Lensvervanging - RLE

Bij het ouder worden neemt het aanpasvermogen (soepelheid) van de eigen ooglens af met een vermindering van het verte- en dichtbijzicht tot gevolg. Een lensvervanging kan ervoor zorgen dat het verte- en dichtbijzicht terug hersteld wordt en dit voor de rest van het leven.
Een lensvervanging kan alle brekingsafwijkingen corrigeren: bijziendheid, verziendheid, astigmatisme en problemen met lezen.

Vooronderzoek voor lensvervanging:

De diagnose van cataract wordt gesteld na een grondig oogonderzoek.

De volgende onderzoeken worden uitgevoerd :

  • Meting van de resterende gezichtsscherpte
  • Biomicroscopisch onderzoek
  • Oogdrukmeting
  • Bepaling van de kromming van het oog
  • Meting van de lengte van het oog
  • Gezichtsveldonderzoek
  • Onderzoek van het hoornvlies 
  • Grondig onderzoek van het netvlies ter uitsluiting van andere aandoeningen

Met deze onderzoeken wordt bekeken of er geen andere oogproblemen aanwezig zijn en worden de nodige gegevens verzameld om het juiste type en sterkte van de kunstlens te bepalen. 

Verloop behandeling :

Een lensvervanging is een snelle en pijnloze ingreep welke gebeurt tijdens een korte opname in het daghospitaal.

De patiënt komt naar het dagziekenhuis 1 uur voor de geplande ingreep. 

Tijdens de voorbereiding worden oogdruppels toegediend om de pupil te verwijden en het oog te verdoven. 

Via een uiterst kleine insnede wordt de troebele inhoud van de lens verwijderd met een ultrasone sonde. Het lenszakje blijft evenwel ter plaatse en wordt gebruikt om de nieuwe lens te fixeren op dezelfde plaats als de oude lens. De kleine insnede sluit spontaan zonder hechtingen.

De ganse ingreep duurt meestal slechts een 15-tal minuten. Na de ingreep blijft de patiënt nog korte tijd in het dagcentrum waarna hij met een beschermkapje voor het oog terug naar huis mag.

Soorten implantlenzen :

Monofocale implantlenzen 

Met deze (standaard) lens bekomt de patiënt een scherp vertezicht en heeft hij hiervoor meestal geen vertebril meer nodig.  Voor activiteiten tot op een afstand van ongeveer 1 meter (lezen, knutselen, handwerk, koken, eten, prijzen lezen in de winkel, gsm, dashbord, gps in de wagen, …) blijft een extra leesbril evenwel noodzakelijk.

####################

▸ **Opdracht**: Herschrijf alles van "De ganse ingreep" tot en met "leesbril evenwel noodzakelijk." uit de tekst over lensvervanging. Zet daarbij "oogkapje" in de plaats van "beschermkapje".

(Bewaarde items)
####################

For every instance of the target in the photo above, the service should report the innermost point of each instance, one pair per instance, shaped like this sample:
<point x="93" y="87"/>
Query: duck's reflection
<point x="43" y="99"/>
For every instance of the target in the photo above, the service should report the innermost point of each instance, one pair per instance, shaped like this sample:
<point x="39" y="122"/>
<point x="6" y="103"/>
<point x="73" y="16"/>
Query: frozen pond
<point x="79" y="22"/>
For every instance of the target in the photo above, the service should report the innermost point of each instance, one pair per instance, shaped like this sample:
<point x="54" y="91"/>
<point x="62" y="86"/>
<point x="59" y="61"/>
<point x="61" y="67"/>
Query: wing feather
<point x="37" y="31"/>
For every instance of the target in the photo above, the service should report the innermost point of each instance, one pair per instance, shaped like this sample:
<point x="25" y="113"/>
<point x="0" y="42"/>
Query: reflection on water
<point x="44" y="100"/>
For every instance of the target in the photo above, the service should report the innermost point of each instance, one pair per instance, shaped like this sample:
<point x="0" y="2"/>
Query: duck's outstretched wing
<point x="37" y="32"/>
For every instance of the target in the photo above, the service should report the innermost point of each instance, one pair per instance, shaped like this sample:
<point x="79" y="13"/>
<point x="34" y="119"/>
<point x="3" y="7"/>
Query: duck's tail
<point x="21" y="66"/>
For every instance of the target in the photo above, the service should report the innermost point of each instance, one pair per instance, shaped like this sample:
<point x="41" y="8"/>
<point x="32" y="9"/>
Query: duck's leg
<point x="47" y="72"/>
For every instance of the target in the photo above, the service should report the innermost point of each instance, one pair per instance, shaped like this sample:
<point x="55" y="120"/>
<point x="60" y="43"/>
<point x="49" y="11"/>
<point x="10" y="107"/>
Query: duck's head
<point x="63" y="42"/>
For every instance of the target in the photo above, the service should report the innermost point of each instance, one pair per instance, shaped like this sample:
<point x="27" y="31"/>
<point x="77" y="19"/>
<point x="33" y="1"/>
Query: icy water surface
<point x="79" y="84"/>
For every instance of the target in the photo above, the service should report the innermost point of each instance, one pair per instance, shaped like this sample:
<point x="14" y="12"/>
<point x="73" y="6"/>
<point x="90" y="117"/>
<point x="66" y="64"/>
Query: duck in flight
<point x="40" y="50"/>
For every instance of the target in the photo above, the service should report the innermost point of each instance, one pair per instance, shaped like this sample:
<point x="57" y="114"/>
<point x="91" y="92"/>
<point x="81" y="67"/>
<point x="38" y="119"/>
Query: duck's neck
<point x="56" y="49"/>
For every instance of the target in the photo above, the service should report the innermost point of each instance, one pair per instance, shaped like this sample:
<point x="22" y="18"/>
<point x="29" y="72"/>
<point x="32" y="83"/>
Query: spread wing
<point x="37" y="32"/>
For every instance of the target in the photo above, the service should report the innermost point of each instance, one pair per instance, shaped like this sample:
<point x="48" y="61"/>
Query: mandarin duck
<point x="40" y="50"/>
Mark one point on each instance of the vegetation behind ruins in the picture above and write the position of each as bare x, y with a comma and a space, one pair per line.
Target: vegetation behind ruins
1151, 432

####################

▸ **Oplossing**:
De ganse ingreep duurt meestal slechts een 15-tal minuten. Na de ingreep blijft de patiënt nog korte tijd in het dagcentrum waarna hij met een oogkapje voor het oog terug naar huis mag.

Soorten implantlenzen :

Monofocale implantlenzen 

Met deze (standaard) lens bekomt de patiënt een scherp vertezicht en heeft hij hiervoor meestal geen vertebril meer nodig.  Voor activiteiten tot op een afstand van ongeveer 1 meter (lezen, knutselen, handwerk, koken, eten, prijzen lezen in de winkel, gsm, dashbord, gps in de wagen, …) blijft een extra leesbril evenwel noodzakelijk.